GOAL
Starting with the line that contains "Pinpoint every attic window in the frame." and going on through the end of the items, rewrite those lines with "Pinpoint" changed to "Mark" and everything else left as it is.

DATASET ROWS
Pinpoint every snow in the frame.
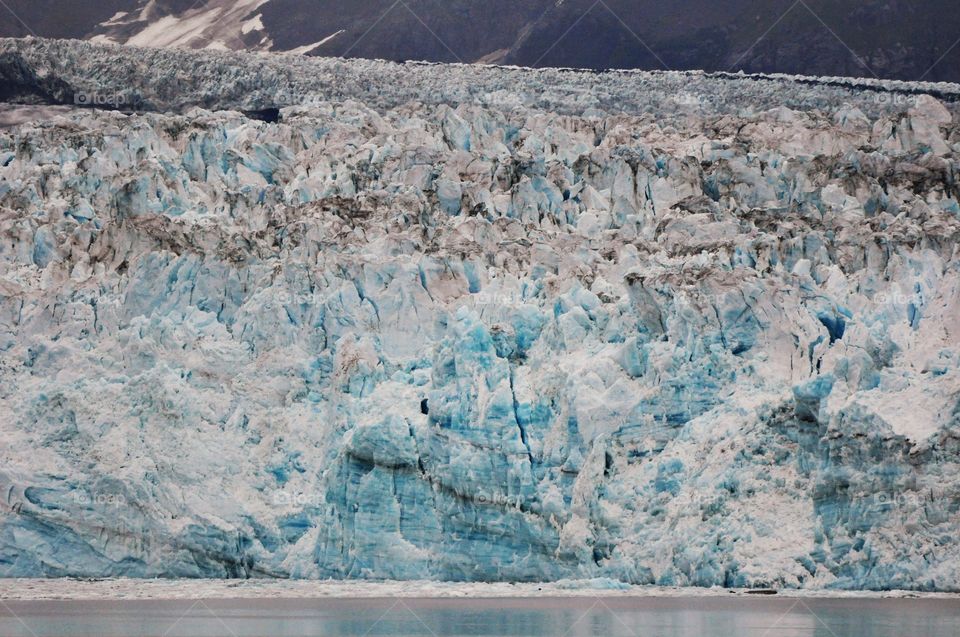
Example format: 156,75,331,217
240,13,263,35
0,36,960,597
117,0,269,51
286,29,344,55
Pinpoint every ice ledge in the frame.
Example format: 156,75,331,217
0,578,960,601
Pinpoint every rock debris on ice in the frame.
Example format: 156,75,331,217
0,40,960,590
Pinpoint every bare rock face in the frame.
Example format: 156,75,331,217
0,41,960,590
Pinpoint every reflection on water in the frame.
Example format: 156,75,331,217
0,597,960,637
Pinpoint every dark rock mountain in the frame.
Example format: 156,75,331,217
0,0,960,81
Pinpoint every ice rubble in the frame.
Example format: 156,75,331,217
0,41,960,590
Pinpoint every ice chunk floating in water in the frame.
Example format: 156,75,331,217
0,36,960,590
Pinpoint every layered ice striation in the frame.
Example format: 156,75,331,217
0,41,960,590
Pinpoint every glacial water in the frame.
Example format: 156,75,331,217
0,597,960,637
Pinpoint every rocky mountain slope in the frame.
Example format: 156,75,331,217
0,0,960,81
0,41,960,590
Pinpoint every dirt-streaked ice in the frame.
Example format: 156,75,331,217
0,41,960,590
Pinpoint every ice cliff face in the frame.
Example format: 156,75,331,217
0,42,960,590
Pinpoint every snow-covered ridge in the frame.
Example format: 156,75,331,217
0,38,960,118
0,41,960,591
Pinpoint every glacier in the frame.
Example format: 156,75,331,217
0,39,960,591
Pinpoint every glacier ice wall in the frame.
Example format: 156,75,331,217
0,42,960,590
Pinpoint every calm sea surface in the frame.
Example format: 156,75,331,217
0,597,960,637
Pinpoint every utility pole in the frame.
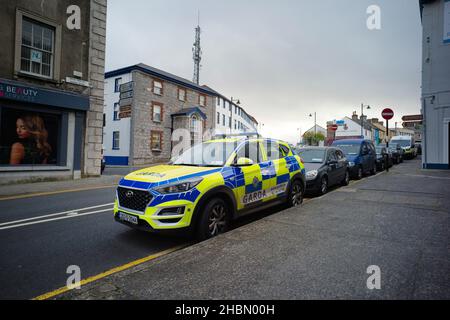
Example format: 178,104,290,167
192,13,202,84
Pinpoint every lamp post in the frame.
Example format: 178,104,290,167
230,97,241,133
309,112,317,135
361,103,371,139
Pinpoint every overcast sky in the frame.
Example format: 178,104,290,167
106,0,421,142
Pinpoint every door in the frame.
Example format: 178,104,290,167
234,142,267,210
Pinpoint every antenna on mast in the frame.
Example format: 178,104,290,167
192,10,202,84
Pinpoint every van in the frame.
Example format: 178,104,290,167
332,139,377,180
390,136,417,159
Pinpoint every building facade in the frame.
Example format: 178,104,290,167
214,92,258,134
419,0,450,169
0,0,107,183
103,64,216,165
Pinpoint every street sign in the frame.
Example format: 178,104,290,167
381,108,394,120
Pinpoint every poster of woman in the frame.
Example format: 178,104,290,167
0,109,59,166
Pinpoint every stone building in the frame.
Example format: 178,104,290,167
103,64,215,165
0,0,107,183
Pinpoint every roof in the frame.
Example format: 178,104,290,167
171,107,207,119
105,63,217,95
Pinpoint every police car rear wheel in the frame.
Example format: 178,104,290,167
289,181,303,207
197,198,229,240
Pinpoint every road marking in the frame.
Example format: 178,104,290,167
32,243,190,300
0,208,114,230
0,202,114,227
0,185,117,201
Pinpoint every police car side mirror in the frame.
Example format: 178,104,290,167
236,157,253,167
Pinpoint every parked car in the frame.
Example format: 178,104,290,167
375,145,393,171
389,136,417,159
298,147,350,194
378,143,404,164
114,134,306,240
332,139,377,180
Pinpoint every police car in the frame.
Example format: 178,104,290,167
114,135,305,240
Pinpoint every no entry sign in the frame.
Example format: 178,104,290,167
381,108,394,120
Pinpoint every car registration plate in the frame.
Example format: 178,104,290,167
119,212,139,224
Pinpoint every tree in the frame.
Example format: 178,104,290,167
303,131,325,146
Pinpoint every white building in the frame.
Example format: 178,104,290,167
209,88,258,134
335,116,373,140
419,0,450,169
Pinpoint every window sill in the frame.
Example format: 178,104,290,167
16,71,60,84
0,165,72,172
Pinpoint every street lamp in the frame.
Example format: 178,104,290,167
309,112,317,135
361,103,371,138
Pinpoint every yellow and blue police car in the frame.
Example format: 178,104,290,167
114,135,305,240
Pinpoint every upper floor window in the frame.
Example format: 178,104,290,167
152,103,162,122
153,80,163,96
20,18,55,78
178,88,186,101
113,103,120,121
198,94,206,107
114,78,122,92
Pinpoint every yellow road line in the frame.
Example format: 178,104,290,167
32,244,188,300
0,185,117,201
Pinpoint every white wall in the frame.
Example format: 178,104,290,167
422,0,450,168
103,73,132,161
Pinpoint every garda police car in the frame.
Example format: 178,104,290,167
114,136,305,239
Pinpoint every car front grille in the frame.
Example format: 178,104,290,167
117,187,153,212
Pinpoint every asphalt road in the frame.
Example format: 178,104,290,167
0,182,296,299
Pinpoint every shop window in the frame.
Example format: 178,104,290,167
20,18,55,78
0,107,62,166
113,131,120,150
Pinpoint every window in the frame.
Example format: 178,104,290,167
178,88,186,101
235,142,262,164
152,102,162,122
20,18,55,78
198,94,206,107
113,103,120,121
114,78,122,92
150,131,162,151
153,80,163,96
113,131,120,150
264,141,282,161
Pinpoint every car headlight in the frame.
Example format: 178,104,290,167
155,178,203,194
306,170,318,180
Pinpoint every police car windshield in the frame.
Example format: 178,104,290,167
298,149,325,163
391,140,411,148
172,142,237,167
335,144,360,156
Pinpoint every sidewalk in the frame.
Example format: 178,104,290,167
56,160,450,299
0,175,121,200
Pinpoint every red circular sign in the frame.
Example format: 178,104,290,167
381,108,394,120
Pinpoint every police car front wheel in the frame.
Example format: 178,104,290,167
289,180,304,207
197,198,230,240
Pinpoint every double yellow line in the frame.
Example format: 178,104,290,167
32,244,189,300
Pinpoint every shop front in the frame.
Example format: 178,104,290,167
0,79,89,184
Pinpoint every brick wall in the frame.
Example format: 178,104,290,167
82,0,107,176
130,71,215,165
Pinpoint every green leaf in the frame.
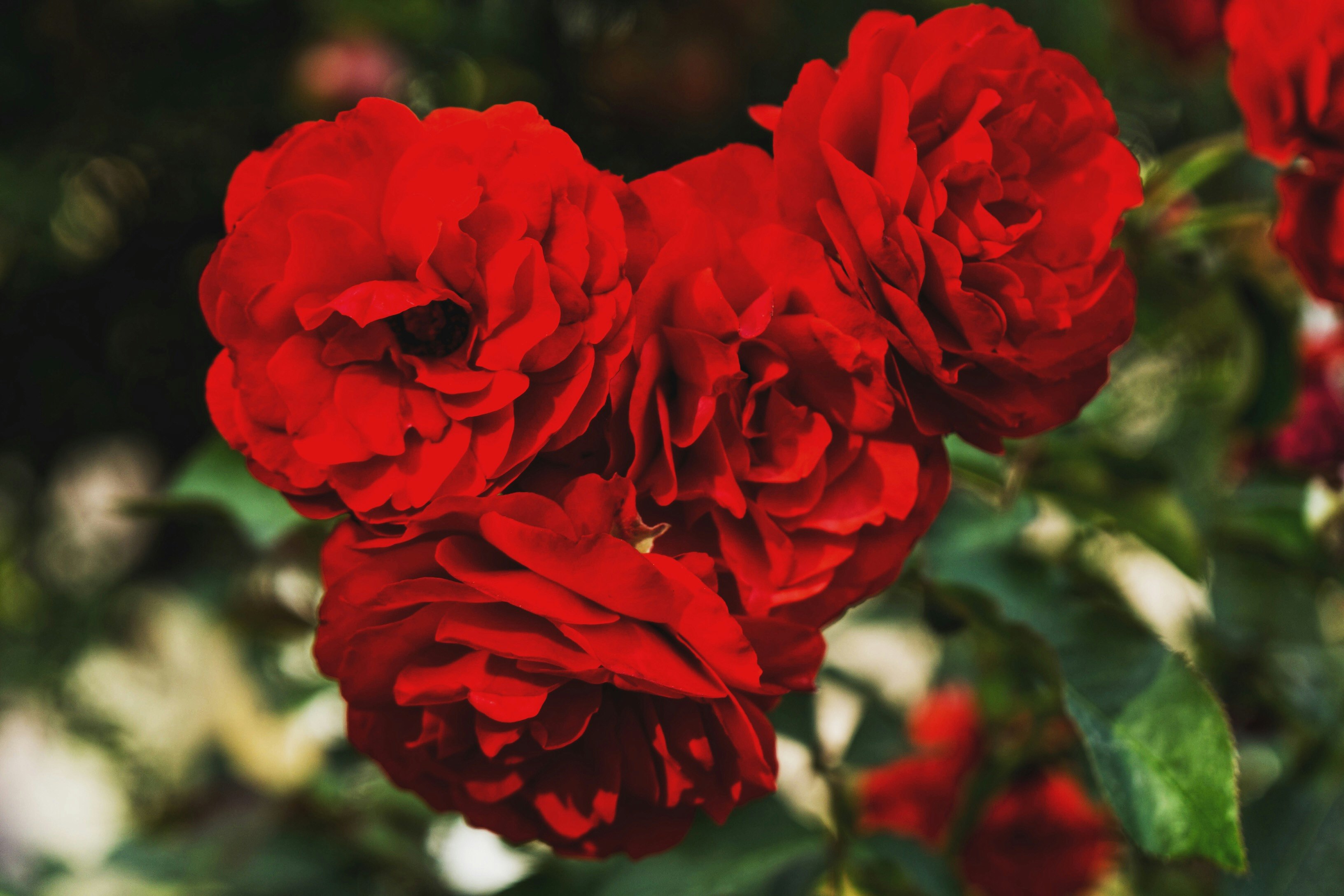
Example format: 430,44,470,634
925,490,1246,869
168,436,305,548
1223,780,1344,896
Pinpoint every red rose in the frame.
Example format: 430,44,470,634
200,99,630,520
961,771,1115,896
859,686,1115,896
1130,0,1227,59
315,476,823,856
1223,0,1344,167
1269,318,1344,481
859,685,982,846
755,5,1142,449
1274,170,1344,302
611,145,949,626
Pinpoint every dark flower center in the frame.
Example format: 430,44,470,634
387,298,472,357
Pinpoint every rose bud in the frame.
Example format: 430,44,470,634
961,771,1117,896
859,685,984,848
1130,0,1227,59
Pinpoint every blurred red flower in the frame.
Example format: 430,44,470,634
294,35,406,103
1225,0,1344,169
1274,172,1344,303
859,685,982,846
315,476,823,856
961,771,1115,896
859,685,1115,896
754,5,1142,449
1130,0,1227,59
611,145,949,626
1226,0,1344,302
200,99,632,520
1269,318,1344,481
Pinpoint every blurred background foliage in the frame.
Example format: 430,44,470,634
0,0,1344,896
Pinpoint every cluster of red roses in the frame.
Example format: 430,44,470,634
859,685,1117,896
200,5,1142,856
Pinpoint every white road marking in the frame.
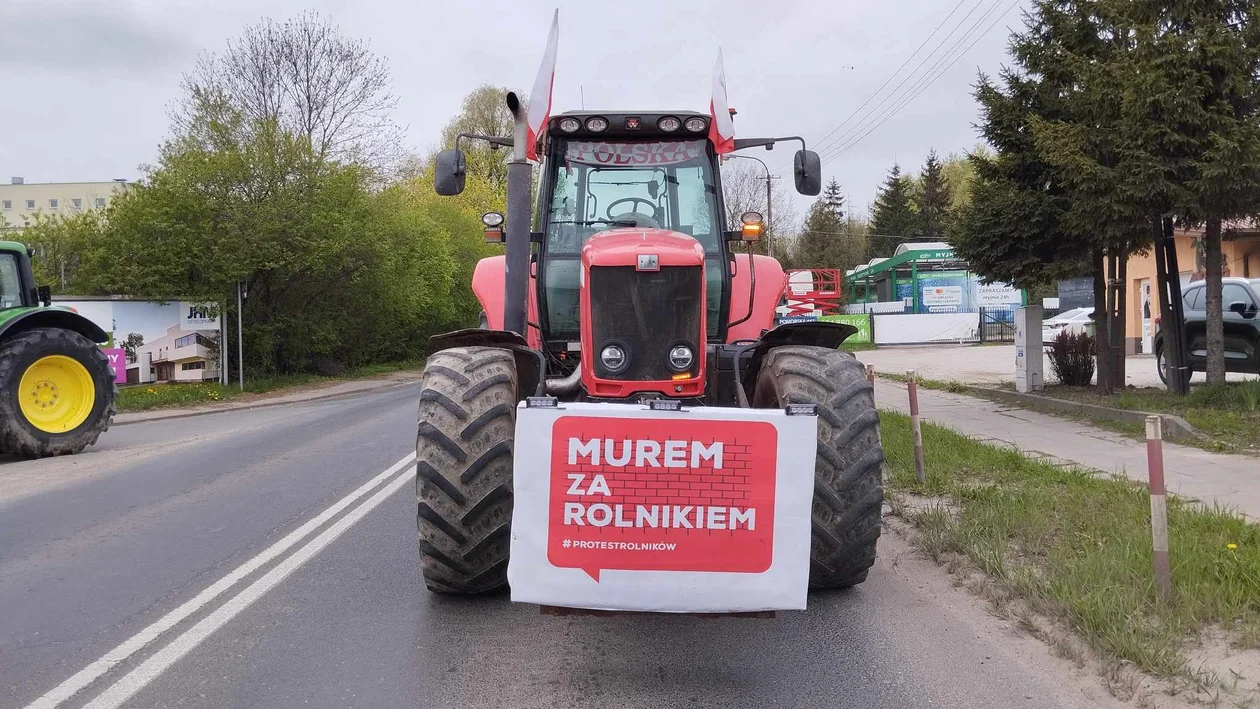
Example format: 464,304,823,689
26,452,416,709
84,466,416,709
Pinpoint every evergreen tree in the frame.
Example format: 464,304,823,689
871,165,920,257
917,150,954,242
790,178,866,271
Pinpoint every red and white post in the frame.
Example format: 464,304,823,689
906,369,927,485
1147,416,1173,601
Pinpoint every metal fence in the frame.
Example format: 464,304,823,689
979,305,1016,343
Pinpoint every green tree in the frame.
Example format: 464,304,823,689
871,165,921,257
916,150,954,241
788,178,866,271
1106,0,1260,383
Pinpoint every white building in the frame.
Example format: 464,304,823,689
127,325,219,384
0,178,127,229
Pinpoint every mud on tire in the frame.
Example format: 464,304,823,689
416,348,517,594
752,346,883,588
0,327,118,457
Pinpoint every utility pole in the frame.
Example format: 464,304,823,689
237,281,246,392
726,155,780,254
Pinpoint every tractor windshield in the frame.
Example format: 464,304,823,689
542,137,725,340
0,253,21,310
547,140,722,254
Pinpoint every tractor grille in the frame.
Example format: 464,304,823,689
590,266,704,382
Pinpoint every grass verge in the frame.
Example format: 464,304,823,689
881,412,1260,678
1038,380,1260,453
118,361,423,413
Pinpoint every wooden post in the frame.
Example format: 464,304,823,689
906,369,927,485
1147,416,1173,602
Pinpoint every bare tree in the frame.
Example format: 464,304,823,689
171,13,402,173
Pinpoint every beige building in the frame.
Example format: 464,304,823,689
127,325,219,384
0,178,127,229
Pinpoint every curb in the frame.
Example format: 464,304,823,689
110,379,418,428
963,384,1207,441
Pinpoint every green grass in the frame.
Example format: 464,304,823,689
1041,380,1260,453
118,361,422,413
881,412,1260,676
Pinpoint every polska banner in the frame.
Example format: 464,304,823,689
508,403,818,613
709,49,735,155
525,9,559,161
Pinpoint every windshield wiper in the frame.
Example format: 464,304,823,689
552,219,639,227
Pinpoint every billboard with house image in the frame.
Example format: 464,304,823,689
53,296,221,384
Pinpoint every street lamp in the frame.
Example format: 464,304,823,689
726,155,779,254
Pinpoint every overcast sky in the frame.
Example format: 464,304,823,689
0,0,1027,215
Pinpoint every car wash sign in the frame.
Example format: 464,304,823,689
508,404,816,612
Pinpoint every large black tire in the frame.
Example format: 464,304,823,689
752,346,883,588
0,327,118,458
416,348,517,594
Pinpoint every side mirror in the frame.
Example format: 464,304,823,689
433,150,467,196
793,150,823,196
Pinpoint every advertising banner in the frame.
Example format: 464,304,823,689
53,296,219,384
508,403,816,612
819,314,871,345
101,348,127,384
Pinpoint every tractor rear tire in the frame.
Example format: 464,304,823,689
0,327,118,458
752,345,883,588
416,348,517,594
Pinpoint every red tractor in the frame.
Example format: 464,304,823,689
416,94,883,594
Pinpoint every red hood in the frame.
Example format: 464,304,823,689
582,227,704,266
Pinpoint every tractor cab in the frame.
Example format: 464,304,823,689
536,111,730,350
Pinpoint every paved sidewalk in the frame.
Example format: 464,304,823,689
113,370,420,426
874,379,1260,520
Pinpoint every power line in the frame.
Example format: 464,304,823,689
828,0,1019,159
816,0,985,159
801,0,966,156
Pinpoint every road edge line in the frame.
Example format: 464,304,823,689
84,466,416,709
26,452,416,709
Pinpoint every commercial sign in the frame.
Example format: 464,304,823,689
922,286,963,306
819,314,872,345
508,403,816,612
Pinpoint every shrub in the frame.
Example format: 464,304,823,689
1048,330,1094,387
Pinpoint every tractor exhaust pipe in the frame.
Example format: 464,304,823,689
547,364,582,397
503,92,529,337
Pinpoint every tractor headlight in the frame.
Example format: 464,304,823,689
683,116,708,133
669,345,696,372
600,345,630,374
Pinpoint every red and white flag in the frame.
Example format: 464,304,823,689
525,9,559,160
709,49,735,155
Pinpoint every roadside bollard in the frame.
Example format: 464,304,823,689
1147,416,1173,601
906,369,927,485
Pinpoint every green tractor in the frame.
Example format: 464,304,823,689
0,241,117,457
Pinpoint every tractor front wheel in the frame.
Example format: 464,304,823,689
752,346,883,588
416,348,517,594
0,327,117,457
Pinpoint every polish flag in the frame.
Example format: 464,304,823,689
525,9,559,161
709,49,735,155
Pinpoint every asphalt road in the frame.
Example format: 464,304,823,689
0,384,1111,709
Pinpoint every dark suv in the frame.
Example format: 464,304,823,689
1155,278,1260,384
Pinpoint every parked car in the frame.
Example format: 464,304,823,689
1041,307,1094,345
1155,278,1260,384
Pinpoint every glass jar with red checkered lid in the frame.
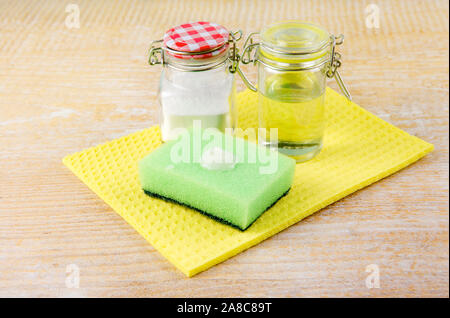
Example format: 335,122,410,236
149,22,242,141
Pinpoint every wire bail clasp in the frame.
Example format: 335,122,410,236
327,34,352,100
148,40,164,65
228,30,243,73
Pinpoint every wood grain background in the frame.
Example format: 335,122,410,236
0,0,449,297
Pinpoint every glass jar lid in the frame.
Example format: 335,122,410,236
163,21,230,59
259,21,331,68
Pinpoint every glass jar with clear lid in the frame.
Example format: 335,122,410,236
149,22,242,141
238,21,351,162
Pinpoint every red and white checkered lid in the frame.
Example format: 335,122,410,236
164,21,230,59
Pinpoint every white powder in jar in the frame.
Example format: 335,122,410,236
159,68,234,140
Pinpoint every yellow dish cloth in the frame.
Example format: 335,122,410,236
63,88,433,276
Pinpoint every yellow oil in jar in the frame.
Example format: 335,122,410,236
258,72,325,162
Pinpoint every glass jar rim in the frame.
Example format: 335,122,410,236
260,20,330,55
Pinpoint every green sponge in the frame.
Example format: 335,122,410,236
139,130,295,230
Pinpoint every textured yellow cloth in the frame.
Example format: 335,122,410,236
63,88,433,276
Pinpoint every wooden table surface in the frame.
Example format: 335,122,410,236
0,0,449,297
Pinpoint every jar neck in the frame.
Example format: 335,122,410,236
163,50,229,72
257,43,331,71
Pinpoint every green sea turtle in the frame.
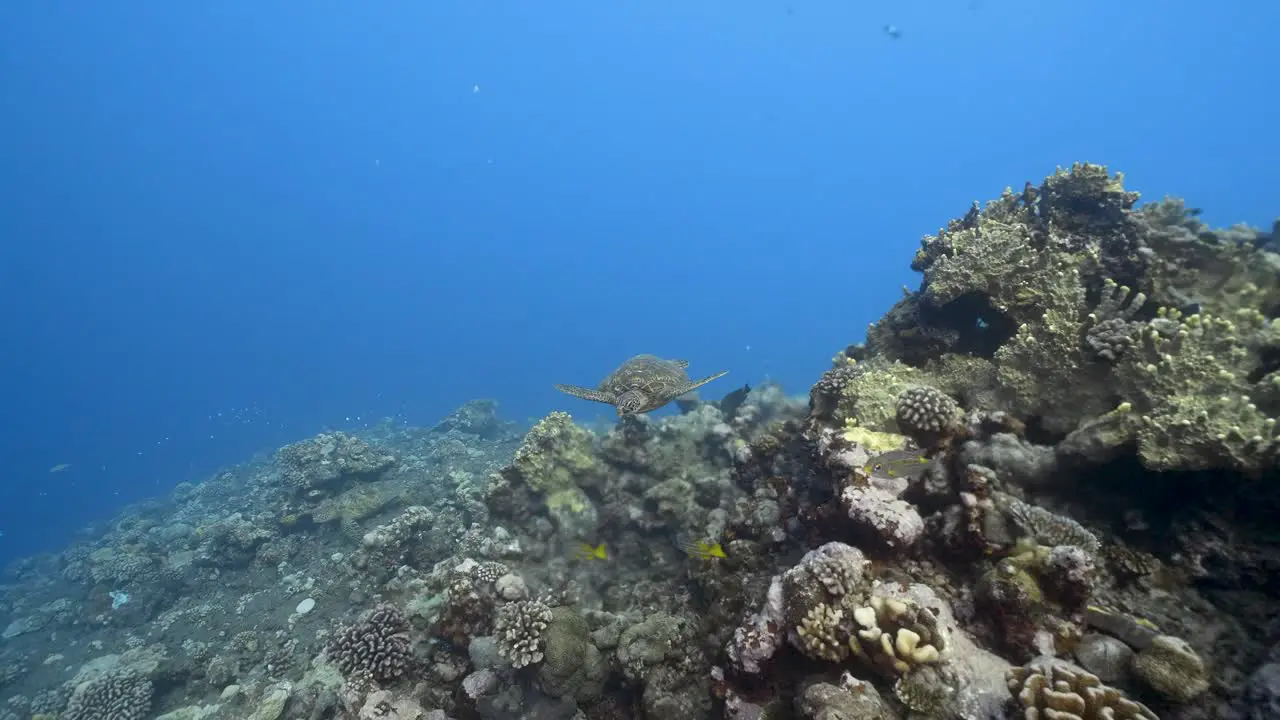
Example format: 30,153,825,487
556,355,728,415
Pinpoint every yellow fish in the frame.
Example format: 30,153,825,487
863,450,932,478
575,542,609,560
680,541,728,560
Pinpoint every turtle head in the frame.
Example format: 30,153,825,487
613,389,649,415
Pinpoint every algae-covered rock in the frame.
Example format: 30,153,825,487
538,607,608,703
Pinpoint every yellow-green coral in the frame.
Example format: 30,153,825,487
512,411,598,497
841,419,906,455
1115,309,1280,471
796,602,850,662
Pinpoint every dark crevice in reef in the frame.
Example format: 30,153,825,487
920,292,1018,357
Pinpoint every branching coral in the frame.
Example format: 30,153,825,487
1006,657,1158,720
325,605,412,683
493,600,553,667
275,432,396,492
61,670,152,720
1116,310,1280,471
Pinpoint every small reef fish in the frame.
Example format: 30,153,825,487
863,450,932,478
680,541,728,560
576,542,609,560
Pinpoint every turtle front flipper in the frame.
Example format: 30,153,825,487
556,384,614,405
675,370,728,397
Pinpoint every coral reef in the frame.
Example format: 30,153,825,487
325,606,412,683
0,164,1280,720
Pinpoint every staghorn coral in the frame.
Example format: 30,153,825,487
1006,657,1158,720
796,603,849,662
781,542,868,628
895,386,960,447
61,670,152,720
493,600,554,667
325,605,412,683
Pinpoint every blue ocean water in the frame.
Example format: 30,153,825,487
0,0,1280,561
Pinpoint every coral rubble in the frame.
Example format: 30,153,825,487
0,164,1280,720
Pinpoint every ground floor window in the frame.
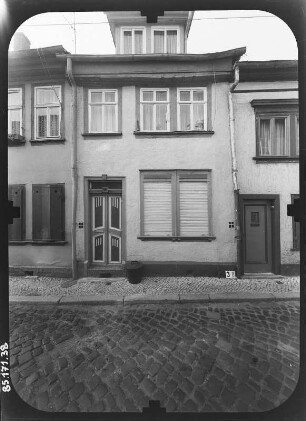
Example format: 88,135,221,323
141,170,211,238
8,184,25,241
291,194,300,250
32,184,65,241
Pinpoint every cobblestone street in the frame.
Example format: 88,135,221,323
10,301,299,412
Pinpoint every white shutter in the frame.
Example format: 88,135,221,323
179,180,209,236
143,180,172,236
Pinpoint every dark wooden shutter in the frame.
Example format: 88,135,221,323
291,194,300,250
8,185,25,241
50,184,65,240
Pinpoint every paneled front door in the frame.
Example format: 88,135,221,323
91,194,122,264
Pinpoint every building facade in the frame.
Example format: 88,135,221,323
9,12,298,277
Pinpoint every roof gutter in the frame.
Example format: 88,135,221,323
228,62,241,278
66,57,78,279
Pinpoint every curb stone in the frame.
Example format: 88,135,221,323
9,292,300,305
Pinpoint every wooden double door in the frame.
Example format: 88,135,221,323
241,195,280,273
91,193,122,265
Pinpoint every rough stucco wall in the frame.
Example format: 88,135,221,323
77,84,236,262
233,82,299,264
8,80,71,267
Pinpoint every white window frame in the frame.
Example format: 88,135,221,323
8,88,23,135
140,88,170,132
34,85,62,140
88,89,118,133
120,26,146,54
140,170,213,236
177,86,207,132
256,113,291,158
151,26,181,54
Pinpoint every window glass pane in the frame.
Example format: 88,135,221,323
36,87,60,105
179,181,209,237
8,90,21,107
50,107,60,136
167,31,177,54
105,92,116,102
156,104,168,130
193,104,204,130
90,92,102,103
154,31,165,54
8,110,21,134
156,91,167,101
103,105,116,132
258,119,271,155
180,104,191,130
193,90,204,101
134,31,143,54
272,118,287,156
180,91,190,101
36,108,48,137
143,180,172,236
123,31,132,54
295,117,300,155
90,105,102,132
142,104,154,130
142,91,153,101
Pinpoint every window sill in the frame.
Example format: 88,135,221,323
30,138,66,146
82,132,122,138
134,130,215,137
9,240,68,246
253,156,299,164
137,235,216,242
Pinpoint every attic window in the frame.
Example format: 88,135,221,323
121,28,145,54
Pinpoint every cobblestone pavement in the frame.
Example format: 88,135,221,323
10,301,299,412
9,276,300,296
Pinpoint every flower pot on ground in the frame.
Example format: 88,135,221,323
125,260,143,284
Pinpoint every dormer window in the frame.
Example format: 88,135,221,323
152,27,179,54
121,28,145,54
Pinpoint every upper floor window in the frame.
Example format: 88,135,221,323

ANSWER FOR THIS EXERCISE
Mark every attic window in the frame.
Example format: 88,135,221,323
121,28,145,54
Mark every cobblestone pavement in the frame.
Example format: 88,135,221,323
10,301,299,412
9,276,300,296
Mark every flower pot on ground in the frame.
Example format: 88,135,221,323
125,260,143,284
Mark every dormer window in the frame.
Example format: 88,135,221,323
152,27,179,54
121,28,145,54
Mark every upper floor window in the frame.
Example format: 88,135,221,323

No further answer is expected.